ЗАДАНИЕ: Посчитайте строки ниже, в которых встречается слово «base», и укажите только их число.

________________

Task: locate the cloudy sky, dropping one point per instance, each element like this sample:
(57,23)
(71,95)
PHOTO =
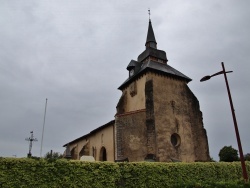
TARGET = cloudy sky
(75,54)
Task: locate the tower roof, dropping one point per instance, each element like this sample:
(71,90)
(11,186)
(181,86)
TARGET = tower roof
(150,42)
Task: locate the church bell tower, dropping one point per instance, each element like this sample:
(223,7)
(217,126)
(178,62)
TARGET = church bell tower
(158,117)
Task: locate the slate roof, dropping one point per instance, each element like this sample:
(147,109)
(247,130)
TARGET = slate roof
(155,67)
(92,132)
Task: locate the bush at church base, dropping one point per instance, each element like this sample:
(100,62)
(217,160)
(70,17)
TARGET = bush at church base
(63,173)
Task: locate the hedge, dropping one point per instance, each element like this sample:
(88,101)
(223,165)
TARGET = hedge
(63,173)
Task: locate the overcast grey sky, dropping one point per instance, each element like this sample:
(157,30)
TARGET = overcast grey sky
(75,54)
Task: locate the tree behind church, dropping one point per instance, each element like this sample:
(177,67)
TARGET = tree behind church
(228,154)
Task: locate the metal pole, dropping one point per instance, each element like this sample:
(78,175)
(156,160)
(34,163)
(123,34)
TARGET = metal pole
(43,128)
(244,171)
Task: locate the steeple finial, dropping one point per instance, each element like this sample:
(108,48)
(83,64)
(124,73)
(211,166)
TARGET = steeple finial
(150,42)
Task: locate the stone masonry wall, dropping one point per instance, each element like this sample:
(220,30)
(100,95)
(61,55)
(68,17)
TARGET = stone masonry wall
(179,129)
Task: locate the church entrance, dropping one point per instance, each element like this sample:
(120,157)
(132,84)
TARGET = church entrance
(103,154)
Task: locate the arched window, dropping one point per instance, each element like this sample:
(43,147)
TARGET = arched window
(103,154)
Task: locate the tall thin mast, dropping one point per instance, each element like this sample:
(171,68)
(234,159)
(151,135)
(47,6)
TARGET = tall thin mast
(43,128)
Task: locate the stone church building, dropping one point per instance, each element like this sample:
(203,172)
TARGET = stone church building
(158,117)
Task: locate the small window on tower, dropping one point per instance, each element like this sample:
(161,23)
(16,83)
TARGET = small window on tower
(175,140)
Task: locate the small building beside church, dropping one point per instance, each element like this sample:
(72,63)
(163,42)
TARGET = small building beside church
(158,117)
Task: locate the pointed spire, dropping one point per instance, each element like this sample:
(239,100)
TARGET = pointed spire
(151,42)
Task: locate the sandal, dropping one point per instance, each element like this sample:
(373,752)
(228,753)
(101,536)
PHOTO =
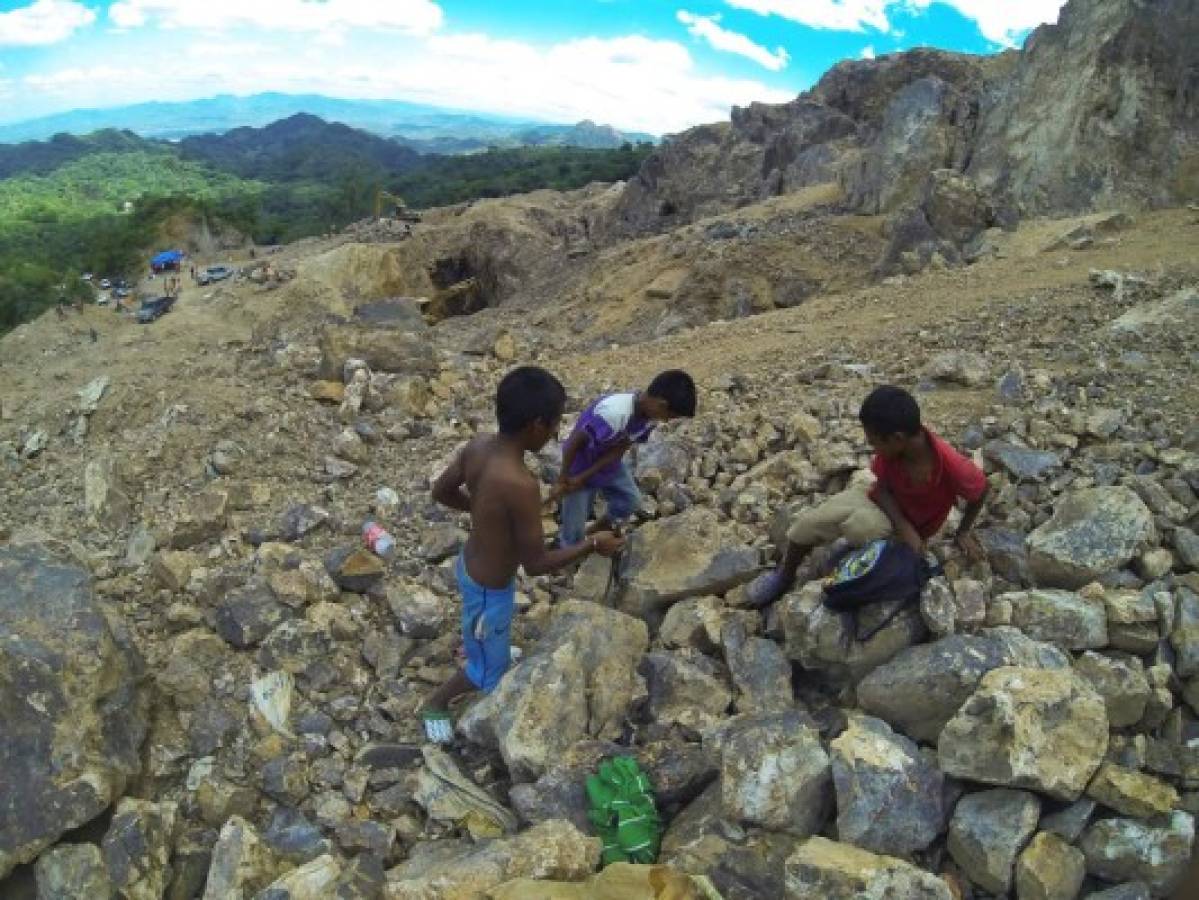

________________

ОТВЕТ НА ЗАДАНИЕ: 2